[Referring expression data]
########

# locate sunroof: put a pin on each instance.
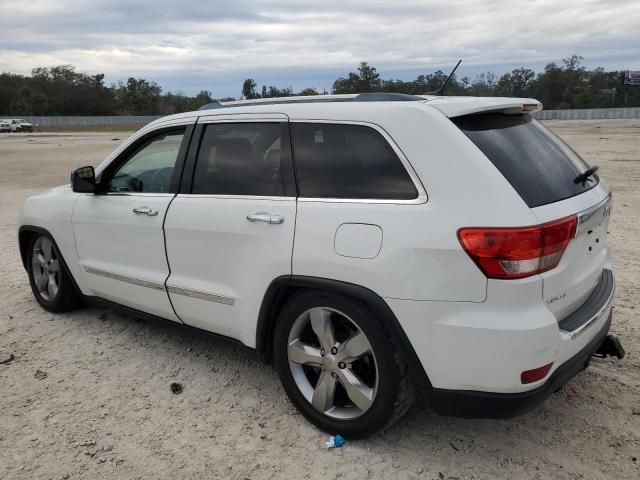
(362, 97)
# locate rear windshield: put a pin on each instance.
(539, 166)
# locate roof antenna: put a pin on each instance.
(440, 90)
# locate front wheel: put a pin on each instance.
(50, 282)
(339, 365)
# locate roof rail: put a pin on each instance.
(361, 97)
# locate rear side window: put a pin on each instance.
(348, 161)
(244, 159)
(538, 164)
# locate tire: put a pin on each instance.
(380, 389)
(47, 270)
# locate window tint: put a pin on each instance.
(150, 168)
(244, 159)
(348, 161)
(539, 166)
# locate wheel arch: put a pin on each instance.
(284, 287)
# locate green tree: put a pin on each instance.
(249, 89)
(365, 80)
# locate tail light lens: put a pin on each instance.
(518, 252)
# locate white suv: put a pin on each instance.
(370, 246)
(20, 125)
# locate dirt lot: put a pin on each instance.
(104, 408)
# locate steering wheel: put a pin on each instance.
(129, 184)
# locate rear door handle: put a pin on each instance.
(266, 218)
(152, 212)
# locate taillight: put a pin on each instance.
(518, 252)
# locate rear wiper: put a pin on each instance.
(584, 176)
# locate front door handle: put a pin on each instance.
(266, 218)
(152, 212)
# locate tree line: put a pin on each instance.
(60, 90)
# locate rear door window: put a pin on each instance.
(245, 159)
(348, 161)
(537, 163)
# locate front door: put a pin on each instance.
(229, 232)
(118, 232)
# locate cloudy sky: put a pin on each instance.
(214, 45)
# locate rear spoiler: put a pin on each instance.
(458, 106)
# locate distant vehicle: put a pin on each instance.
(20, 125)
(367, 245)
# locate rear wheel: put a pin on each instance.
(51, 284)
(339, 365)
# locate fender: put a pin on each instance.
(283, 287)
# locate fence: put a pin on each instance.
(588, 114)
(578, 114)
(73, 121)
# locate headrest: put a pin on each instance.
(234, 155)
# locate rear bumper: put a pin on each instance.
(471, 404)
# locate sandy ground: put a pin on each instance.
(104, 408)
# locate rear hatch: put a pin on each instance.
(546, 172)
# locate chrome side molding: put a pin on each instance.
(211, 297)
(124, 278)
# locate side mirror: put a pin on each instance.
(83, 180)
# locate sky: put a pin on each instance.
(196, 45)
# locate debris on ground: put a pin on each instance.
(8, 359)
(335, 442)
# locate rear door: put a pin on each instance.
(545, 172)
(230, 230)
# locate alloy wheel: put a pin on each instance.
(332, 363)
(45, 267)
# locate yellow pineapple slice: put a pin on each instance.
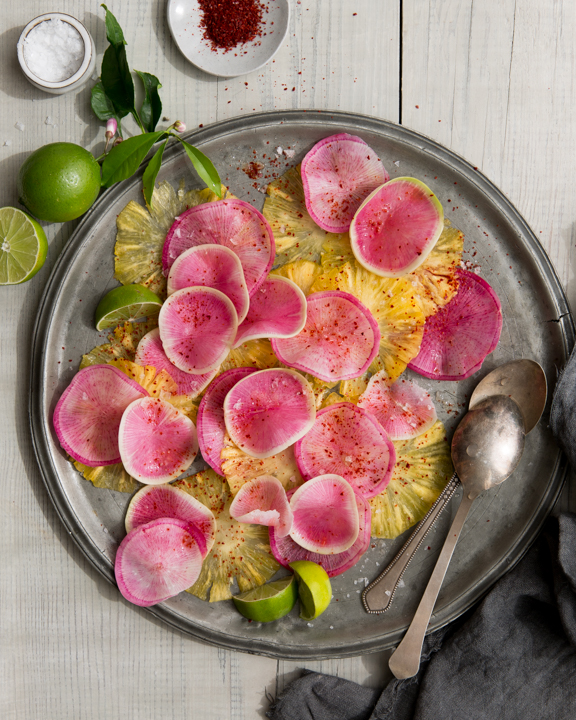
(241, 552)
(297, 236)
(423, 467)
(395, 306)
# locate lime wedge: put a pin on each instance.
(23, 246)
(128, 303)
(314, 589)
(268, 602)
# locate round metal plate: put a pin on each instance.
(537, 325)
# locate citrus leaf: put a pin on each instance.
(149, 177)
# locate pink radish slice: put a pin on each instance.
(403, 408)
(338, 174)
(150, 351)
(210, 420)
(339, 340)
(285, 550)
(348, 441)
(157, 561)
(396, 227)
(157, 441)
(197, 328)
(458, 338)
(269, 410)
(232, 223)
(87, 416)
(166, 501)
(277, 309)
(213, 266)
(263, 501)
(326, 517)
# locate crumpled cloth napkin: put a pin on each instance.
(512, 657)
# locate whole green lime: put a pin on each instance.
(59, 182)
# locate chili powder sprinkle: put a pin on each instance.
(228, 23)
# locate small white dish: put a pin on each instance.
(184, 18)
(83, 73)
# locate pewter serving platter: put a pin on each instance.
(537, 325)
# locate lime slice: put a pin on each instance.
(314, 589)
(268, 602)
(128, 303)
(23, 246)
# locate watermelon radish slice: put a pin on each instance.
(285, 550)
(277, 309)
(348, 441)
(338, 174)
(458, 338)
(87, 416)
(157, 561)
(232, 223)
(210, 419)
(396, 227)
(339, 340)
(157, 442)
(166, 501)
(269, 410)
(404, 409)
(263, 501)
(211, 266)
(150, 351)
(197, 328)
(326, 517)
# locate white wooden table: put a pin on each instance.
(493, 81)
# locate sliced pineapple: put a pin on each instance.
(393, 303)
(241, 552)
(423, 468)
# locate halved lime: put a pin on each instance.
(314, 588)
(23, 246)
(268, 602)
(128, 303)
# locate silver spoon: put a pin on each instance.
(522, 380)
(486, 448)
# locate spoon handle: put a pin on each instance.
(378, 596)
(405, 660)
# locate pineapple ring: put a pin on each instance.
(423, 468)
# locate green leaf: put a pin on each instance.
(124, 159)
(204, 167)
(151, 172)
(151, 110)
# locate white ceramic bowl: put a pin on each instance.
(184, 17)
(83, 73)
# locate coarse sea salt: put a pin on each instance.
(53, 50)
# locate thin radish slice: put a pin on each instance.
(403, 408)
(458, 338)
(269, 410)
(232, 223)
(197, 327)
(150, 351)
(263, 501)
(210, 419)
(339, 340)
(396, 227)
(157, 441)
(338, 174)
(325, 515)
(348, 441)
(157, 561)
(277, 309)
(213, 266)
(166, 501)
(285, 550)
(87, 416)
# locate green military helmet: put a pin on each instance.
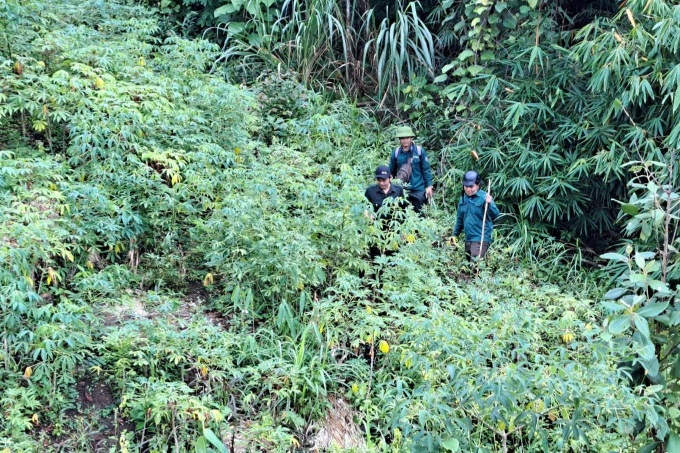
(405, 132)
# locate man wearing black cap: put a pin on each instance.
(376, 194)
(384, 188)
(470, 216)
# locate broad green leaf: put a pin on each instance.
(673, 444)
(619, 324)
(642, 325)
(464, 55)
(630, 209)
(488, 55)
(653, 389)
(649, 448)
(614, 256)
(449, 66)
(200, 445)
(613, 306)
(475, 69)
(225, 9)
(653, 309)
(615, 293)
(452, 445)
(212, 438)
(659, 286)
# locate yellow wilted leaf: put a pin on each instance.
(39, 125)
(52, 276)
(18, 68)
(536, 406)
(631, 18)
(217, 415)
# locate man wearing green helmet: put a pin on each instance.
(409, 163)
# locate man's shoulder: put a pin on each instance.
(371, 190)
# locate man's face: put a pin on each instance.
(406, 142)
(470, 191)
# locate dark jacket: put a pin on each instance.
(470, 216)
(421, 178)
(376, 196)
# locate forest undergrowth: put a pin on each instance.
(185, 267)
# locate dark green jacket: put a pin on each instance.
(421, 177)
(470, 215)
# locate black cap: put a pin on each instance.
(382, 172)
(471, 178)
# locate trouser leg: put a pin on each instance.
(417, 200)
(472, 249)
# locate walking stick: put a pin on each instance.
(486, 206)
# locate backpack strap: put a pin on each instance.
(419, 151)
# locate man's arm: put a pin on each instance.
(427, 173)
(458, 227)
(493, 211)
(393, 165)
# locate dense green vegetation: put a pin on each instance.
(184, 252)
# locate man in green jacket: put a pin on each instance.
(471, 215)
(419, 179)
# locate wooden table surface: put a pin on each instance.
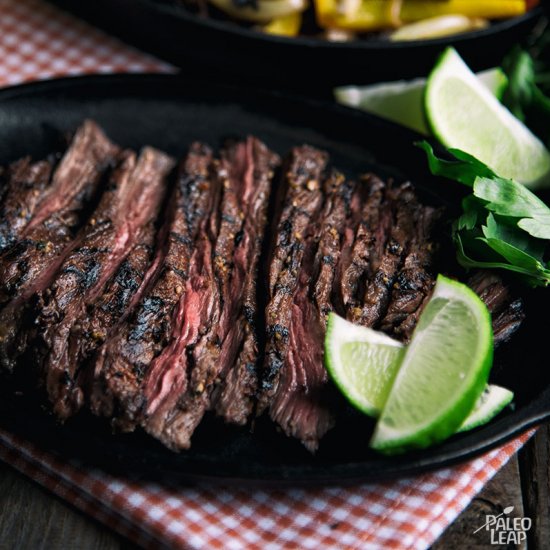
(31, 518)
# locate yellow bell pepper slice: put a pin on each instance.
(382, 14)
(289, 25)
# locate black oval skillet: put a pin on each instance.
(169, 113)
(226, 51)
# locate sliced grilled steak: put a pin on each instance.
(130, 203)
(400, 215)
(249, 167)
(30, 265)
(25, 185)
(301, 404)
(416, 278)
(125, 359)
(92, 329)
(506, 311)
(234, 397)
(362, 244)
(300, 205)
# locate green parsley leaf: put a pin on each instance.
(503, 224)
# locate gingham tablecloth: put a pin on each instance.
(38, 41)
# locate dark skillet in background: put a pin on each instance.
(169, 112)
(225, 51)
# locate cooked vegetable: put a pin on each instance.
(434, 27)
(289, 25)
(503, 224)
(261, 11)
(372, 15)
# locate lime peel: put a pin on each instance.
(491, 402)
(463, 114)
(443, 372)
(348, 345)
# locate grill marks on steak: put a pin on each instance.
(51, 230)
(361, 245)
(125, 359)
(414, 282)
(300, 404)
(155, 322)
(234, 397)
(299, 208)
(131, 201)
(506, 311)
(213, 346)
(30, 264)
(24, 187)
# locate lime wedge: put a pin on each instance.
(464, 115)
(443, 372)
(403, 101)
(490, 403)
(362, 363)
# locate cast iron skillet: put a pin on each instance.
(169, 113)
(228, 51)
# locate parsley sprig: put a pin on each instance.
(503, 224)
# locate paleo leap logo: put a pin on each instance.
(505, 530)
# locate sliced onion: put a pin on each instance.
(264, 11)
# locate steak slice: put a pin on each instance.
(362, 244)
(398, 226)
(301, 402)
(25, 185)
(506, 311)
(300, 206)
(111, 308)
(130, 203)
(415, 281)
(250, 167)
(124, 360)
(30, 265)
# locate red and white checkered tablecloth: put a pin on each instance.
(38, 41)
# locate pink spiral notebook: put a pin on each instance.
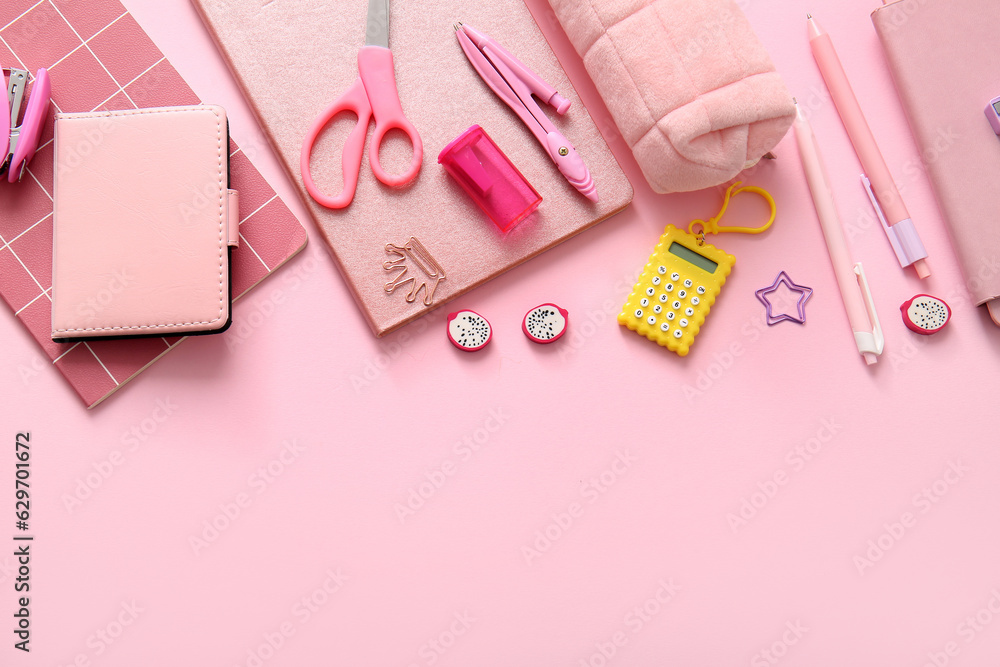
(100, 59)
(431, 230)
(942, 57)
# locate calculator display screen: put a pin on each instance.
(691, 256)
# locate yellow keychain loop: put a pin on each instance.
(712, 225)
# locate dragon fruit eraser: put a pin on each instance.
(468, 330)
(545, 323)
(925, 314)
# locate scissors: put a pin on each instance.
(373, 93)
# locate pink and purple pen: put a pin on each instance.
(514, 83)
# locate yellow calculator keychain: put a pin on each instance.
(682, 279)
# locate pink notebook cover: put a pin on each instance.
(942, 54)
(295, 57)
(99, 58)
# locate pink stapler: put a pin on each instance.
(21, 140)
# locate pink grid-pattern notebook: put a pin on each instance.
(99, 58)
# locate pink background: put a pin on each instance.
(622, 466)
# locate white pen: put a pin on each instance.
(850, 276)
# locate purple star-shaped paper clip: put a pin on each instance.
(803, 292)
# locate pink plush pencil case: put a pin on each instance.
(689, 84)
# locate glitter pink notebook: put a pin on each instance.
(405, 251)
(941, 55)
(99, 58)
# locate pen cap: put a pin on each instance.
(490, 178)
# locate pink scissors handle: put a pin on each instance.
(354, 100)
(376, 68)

########

● **Prompt**:
Nothing from before the line containing "# locate pink scissors" should appear; copy that line and each one after it through the last line of the entries, exactly.

● **Result**:
# locate pink scissors handle: put a pin on each instance.
(354, 100)
(376, 68)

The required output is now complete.